* _EXERCISE REQUIREMENTS_
- 1) In the essay on resource use and global greening, by how much did US first-class mail fall between 2007 and 2012?
- 2) Please list every person named in the essay on resource use and global greening.
- 3) Extend the essay on resource use and global greening, starting after its last sentence.

Fortunately for nature, the length of the rail system saturated, creosote preserved timber longer, and concrete replaced it. Charting the three major uses of wood — fuel, construction, and paper — shows how wood for fuel and building has lost importance since 1960 (Figure 7). World production has also saturated. Paper had been gliding upward but, after decades of wrong forecasts of the paperless society, we must now credit West Coast tycoons Steve Jobs and Jeff Bezos for e-readers and tablets, which have caused the market for pulp and paper — the last strong sector of wood products — to crumple. Where are the newsstands and stationers of yesteryear? Many paper products, such as steno pads and even fanfold computer paper, are artifacts for the technology museums. Email has collapsed snail mail. US first-class mail fell a quarter in just the five years between 2007 and 2012. As a Rockefeller University employee, I like to point out that John D. Rockefeller saved whales by replacing sperm oil with petroleum. ARPANET and the innovators of email merit a medal for forest rebound.


Figure 7: Global forest products consumed per dollar of GDP. Data sources: FAO (2013); World Bank (2012).

Bottom-up land-sparing forces relating to farms and forests and top-down forces are collectively causing global greening, the most important ecological trend on Earth today. The biosphere on land is getting bigger, year by year, by 2 billion tons or even more. Researchers are finding the evidence weekly in places ranging from arid Australia and Africa to moist Germany and the northernmost woods. Probably the most obvious reason is the increase of the greenhouse gas carbon dioxide in the atmosphere. In fact, farmers pump carbon dioxide into greenhouses to make plants grow better. Carbon dioxide is what many plants inhale to feel good. It also enables plants to grow more while using the same or less water.

Californians Charles David Keeling and Ralph Keeling have kept superfine measurements of carbon dioxide since 1958. The increasing amplitude of the seasonal cycle from winter, when the biosphere releases carbon dioxide, to the summer, when it absorbs the gas, proves there is greater growth on average each year. The increased carbon dioxide is a global phenomenon, potentially enlarging the biosphere in many regions.

In some areas, especially the high latitudes of the Northern hemisphere, the growing season has lengthened, attributed to global warming. The longer growing season is also causing more plant growth, demonstrated most convincingly in Finland. Some regions, including sub-Saharan Africa, report more rain and more growth. Satellite comparisons of the biosphere in 1982 and 2011 by Ranga Myneni and his colleagues show little browning and vast green expanses of greater vegetation.

3.

In addition to peak farmland and peak timber, America may also be experiencing peak use of many other resources. Back in the 1970s, it was thought that America’s growing appetite might exhaust Earth’s crust of just about every metal and mineral. But a surprising thing happened: even as our population kept growing, the intensity of use of the resources began to fall. For each new dollar in the economy, we used less copper and steel than we had used before — not just the relative but also the absolute use of nine basic commodities, flat or falling for about 20 years (Figure 8). By about 1990, Americans even began to use less plastic. America has started to dematerialize.


Figure 8: Use of nine basic commodities in the United States from 1900-2010. Note: Uses five-year moving average; legend is ordered top-down by value in 2010. Data source: USGS National Minerals Information Center (2013).

* _EXCERPTED DATA_
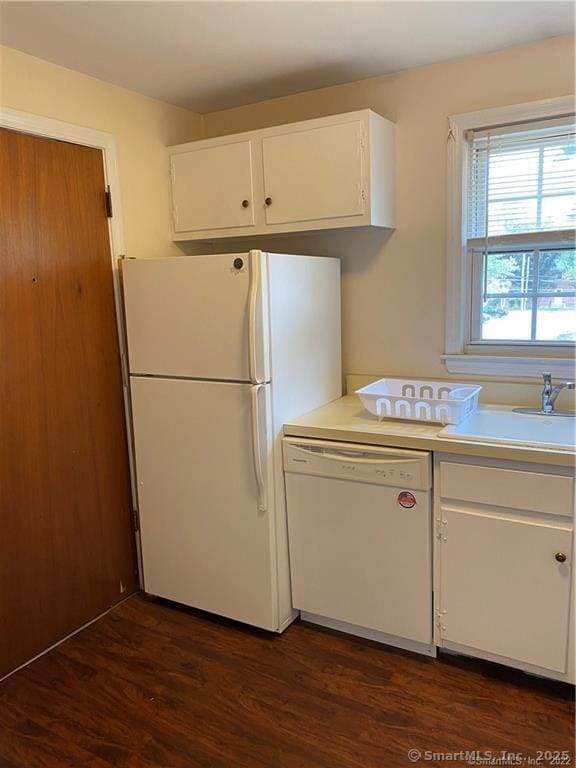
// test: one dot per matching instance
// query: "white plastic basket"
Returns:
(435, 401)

---

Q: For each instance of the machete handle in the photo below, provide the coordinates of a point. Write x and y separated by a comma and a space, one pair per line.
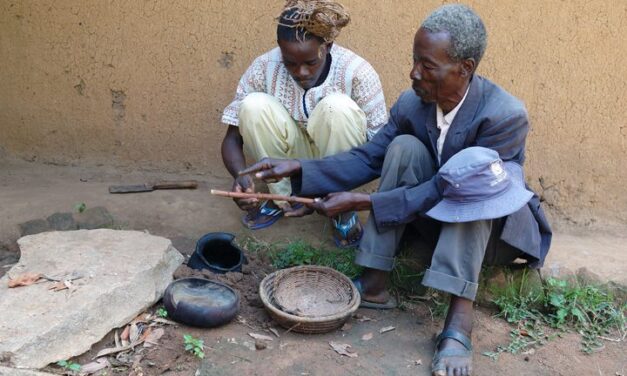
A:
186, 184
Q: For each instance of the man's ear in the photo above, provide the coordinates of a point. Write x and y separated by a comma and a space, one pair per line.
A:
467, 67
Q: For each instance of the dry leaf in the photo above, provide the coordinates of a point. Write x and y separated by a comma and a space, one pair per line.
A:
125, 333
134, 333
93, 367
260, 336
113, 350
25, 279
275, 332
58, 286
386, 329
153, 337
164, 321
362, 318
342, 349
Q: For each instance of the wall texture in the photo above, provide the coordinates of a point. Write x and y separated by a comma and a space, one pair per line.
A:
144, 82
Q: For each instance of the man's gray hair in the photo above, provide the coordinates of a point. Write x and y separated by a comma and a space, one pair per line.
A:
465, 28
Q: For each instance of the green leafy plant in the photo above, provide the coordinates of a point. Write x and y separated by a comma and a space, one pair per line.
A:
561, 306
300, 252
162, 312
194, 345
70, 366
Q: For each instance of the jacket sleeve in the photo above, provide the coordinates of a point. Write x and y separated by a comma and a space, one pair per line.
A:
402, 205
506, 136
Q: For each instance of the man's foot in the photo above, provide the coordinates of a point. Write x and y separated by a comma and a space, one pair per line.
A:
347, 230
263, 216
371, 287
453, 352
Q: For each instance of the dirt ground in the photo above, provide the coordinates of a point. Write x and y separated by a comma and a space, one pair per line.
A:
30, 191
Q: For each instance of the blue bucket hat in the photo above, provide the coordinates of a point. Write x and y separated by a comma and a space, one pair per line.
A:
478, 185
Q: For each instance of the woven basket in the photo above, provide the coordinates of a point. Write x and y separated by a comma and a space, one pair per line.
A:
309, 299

* _TASK RESULTS_
- 1) It fell by a quarter.

- 2) Steve Jobs, Jeff Bezos, John D. Rockefeller, Charles David Keeling, Ralph Keeling, Ranga Myneni

- 3)
The reversal in use of some of the materials so surprised me that Iddo Wernick, Paul Waggoner, and I undertook a detailed study of the use of 100 commodities in the United States from 1900 to 2010. One hundred commodities span just about everything from arsenic and asbestos to water and zinc. The soaring use of many resources up to about 1970 makes it easy to understand why Americans started Earth Day that year. Of the 100 commodities, we found that 36 have peaked in absolute use, including the villainous arsenic and asbestos (Figure 9). Another 53 commodities have peaked relative to the size of the economy, though not yet absolutely. Most of them now seem poised to fall (Figure 10). They include not only cropland and nitrogen, but even electricity and water. Only 11 of the 100 commodities are still growing in both relative and absolute use in America. These include chickens, the winning form of meat. Several others are elemental vitamins, like the gallium and indium used to dope or alloy other bulk materials and make them smarter.


Figure 9: Absolute use of peaked commodities in the United States from 1900-2010. Note: Uses five-year moving average; legend is ordered top-down by value in 2010. Data source: USGS National Minerals Information Center (2013).


Figure 10: Absolute use of likely peaking commodities in the United States from 1900–2010. Note: Uses five-year moving average; legend is ordered top-down by value in 2010. Data source: USGS National Minerals Information Center (2013).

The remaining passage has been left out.